Image location labeling items:
◆ ◆ ◆
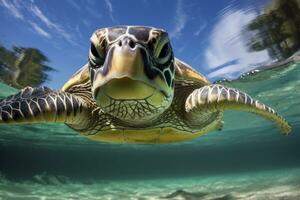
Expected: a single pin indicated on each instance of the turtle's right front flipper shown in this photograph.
(34, 105)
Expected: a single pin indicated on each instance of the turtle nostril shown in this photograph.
(131, 44)
(120, 43)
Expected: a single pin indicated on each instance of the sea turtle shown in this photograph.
(133, 90)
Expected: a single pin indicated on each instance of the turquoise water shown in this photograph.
(248, 159)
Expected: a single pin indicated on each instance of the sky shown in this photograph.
(206, 34)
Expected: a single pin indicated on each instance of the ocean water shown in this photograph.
(248, 159)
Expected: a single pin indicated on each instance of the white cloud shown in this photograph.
(38, 13)
(227, 44)
(39, 30)
(201, 28)
(18, 9)
(180, 21)
(12, 7)
(110, 10)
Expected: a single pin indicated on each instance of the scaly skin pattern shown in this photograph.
(41, 105)
(191, 105)
(219, 98)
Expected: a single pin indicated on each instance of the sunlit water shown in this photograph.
(249, 159)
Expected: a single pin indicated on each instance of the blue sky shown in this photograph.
(206, 34)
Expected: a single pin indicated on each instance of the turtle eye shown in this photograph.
(96, 60)
(164, 53)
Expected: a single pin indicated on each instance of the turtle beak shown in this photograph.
(125, 73)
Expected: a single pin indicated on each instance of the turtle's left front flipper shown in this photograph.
(214, 98)
(32, 105)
◆ ◆ ◆
→ Exercise brief
Set down the lines exactly as they appear, from the line containing "Expected: a single pin indicated on each instance of the ocean" through the final line of the items, including both ends.

→ Reply
Expected: a single pin indicated on each instance of the ocean water shown in this photograph.
(248, 159)
Expected: a single pin indicated on each instance of the white cloud shown in this photograph.
(38, 13)
(227, 44)
(39, 30)
(201, 28)
(18, 9)
(180, 21)
(12, 7)
(110, 10)
Expected: a single pin indicated on each instance of the scaly skin pattern shown in this photograph.
(41, 105)
(191, 105)
(219, 98)
Expected: a single pin indicated on each instance of the sunlit water shown in this photograph.
(249, 159)
Expected: a single pin indicated on each instance of the blue sky shown in this photograph.
(206, 34)
Expected: a single pin indicated on each instance of the turtle eye shown in this photograph.
(96, 60)
(164, 53)
Expected: a single pin indicated on each instance of the turtle beak shown in this photograph.
(125, 73)
Expected: a single pin indicated on each instance of the turtle's left front flipper shown in this photograph.
(214, 98)
(32, 105)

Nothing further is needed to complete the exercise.